= TEXT BLOCK =
(begin)
Parameter estimates from the ex-Gaussian function were supplemented by analyses of Vincentiles to enable a graphical, non-parametric estimate of the variable's effect. In these analyses, the RTs are ordered, from fastest to slowest, within each condition, and the average of the first 10%, that of the second 10%, and so forth, are plotted. The mean of the Vincentiles across participants can then be plotted to obtain a description of how the RT distribution is changing across conditions. Importantly, differences between two levels of an IV across Vincentiles can be graphically represented to reveal how the effect of an IV may change across different portions in the RT distribution.
In this study, we pursued two goals. The first was to replicate the N effects in the visual LDT in the light of the initial contradictory reports (see Coltheart et al., 1977; Andrews, 1989, 1992; Grainger et al., 1989). The present hypothesis was that facilitatory effects of density would be observed, but only for low-frequency words (cf. Michie et al., 1994; Andrews, 1989, 1992; Sears et al., 1995). The second, and more important, goal was to extend the ex-Gaussian and Vincentile analyses techniques to the orthographic neighborhood density and word frequency effects found in the extant visual lexical decision studies, and to explore the extent to which these two effects are driven by distributional shifting and skewing.
Fifty-seven introductory psychology students from the National University of Singapore with no reported history of speech or hearing impairment participated for course credit. Their mean vocabulary age of the Shipley Test was 18.09 (SD = 1.06). This research was conducted with the appropriate ethics review board approval by the National University of Singapore, and participants have granted their written informed consent.
(end)
= SET OF TASKS =
1 > Reproduce part of the lexical decision passage word for word, starting at the words "Fifty-seven introductory psychology" and ending after "written informed consent.".
2 > Write the next part of the lexical decision passage, picking up after its final sentence.

= GIVEN DATA =
(begin)
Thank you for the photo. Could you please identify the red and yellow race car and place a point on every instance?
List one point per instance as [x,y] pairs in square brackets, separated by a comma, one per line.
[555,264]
(end)
= ANSWERS TO THE PROBLEMS =
1 >
Fifty-seven introductory psychology students from the National University of Singapore with no reported history of speech or hearing impairment participated for course credit. Their mean vocabulary age of the Shipley Test was 18.09 (SD = 1.06). This research was conducted with the appropriate ethics review board approval by the National University of Singapore, and participants have granted their written informed consent.

2 >
Design and Materials
A 2 (Neighborhood Density: low, high) × 2 (Word Frequency: low, high) within-subjects design was used. Forty 4-letter English words were selected for each of the four conditions, and their properties are summarized in Table 1. The range of orthographic neighbors (ONs) for low-density words was 0 to 6, whereas the range of ON for high-density words was 11 to 20. Two-way analyses of variances (ANOVAs) showed a main effect of frequency, F(1, 156) = 19826.68, MSe = 0.67, p < 0.001, for the log-frequency values (M = 6.58, SD = 0.53 for low-frequency words and M = 11.67, SD = 1.02 for high-frequency words), and a main effect of density, F(1, 156) = 1827.88, MSe = 2.10, p < 0.001 for the density values (M = 3.35, SD = 1.38 for low-density words and M = 13.14, SD = 1.50 for high-density words). No other effects were significant, Fs < 1. The 160 legal non-words used were obtained from the ARC non-word database (Rastle et al., 2002) and were matched against the 160 words in terms of length and density (see Supplementary Material).
Table 1. Mean density and log-frequency of the words in the neighborhood density and word frequency conditions.
Participants were tested on individual PCs in groups of seven or fewer. E-prime 1.2 and the PST Serial Response Box (Schneider et al., 2002) were used for stimuli presentation and data collection. Participants were instructed to indicate as quickly and as accurately as possible whether the visual token presented on each trial was a real English word (or a non-word). The left- and right-most buttons of the button-box were labeled No and Yes, respectively. On each trial, a fixation cross appeared and remained on the screen for 500 ms, and terminated for 200 ms before the target word appeared. RT was measured from the onset of the target stimulus to the button-press. Accuracy feedback was provided for each trial. A practice set of 20 trials for task familiarization was given, using stimuli unrelated to the experiment. The 320 experimental trials were then presented in a random order for each participant, with a short self-paced break after every set of 80 trials was completed.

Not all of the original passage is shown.